---------- DATASET RECORDS ----------

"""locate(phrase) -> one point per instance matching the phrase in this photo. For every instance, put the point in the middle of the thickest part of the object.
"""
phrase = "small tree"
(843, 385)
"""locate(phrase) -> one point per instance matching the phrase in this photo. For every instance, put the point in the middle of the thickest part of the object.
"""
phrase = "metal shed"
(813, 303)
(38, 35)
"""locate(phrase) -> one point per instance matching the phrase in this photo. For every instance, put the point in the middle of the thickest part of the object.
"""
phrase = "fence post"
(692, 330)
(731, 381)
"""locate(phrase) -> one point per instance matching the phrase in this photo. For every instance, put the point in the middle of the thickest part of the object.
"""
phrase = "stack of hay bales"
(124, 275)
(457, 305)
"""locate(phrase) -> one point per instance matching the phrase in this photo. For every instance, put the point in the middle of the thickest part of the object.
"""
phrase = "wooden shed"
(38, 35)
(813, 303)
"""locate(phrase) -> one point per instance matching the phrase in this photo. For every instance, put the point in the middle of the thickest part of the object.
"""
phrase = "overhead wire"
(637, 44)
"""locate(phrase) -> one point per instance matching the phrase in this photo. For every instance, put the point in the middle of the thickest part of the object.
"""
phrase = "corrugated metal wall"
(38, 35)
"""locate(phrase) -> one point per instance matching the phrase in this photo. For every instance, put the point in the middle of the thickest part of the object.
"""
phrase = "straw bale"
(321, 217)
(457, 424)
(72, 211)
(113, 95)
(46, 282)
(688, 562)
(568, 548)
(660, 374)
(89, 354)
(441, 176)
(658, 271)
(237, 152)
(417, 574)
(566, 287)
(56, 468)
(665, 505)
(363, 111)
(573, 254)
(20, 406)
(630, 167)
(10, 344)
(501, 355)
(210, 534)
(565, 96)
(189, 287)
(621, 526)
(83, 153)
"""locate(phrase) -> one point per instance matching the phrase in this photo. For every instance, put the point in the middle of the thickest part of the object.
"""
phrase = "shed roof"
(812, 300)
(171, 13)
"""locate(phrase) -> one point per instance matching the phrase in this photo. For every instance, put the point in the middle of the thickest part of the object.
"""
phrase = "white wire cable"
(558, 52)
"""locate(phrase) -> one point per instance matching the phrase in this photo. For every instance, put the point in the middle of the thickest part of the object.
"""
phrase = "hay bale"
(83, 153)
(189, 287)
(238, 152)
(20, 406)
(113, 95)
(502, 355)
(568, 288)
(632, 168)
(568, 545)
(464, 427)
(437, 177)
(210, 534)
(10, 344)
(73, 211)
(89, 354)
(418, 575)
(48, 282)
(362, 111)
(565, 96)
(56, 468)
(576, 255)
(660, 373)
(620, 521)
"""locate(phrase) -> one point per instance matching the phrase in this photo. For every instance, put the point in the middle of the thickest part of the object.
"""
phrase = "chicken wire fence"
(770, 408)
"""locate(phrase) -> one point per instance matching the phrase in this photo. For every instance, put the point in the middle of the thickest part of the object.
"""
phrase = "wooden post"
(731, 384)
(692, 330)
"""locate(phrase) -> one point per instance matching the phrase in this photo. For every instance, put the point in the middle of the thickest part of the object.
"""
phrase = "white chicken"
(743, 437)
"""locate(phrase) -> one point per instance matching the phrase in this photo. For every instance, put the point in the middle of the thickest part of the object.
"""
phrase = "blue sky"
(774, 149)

----------

- _WHAT IS EXPECTED_:
Write out the entries in full, exactly as given.

- _FINAL ANSWER_:
"""locate(phrase) -> one point per instance matching the phrase in this photo. For every instance, put the point in the middle of the thickest part of the object.
"""
phrase = "small tree"
(843, 385)
"""locate(phrase) -> one point per instance matching the phrase in this photo. For every instance, put the point in the middle of the thickest part of the object.
"""
phrase = "metal shed"
(813, 303)
(38, 35)
"""locate(phrase) -> one point per instance matching the phrase in this photo. For every instance, put the point in the middle of the thickest part of the object.
"""
phrase = "fence post"
(692, 330)
(731, 381)
"""locate(phrase) -> one point per instance matching the phrase in this photo. For every instance, put the point in the middle of the thickest part of the object.
"""
phrase = "stack of hay bales"
(124, 275)
(457, 305)
"""locate(phrase) -> one point per instance matching the phrase in this photo. For every instance, put the point in the middle of the thickest part of the object.
"""
phrase = "wooden shed"
(38, 35)
(813, 303)
"""locate(phrase) -> one point per instance matching the phrase in this photo. For every instance, put the point in the middle of the thickest part of the object.
"""
phrase = "overhead wire"
(637, 44)
"""locate(phrase) -> one point per instance matching the phrase in this photo. For every instance, put the point in the middle of the thickest part of the object.
"""
phrase = "corrugated metal wall"
(38, 35)
"""locate(phrase) -> one point per instance matching the phrase in this photo. For every instance, put the point in the middle of the thickest part of the object.
"""
phrase = "straw bale"
(321, 217)
(457, 424)
(72, 211)
(113, 95)
(46, 282)
(688, 562)
(568, 548)
(660, 374)
(89, 354)
(441, 176)
(658, 271)
(237, 152)
(417, 574)
(566, 287)
(56, 468)
(665, 505)
(363, 111)
(573, 254)
(20, 406)
(630, 167)
(10, 344)
(501, 355)
(210, 534)
(565, 96)
(189, 287)
(621, 526)
(83, 153)
"""locate(phrase) -> one point per instance matching the phrase in this photo. For every instance, put the point in the middle of the thickest part of the object.
"""
phrase = "shed roof"
(812, 300)
(171, 13)
"""locate(phrase) -> one point per instance matching the phrase in this photo. For every instance, put the point in the middle of the thickest part of the object.
"""
phrase = "white wire cable"
(558, 52)
"""locate(phrase) -> one point per instance matching the phrase in this photo. For every instance, put the point in the middle of the thickest part of the object.
"""
phrase = "hay bale"
(83, 153)
(189, 287)
(238, 152)
(20, 406)
(113, 95)
(502, 355)
(568, 288)
(632, 168)
(568, 545)
(464, 427)
(437, 177)
(210, 534)
(10, 344)
(73, 211)
(89, 354)
(418, 575)
(48, 282)
(362, 111)
(565, 96)
(56, 468)
(576, 255)
(660, 373)
(620, 521)
"""locate(phrase) -> one point per instance matching the phrase in this photo. For every instance, put the point in the middle of the thickest part of the object.
"""
phrase = "chicken wire fence"
(770, 408)
"""locate(phrase) -> one point per instance matching the phrase in this photo. For every instance, put the point in the middle of the thickest part of the object.
"""
phrase = "wooden post"
(731, 384)
(692, 330)
"""locate(phrase) -> one point per instance matching the phrase in this photo. For every instance, put the point in the middle of the thickest part of the object.
"""
phrase = "white chicken"
(743, 437)
"""locate(phrase) -> one point per instance matching the phrase in this photo. For every instance, put the point in the middle of the thickest part of the object.
"""
phrase = "blue sky"
(774, 149)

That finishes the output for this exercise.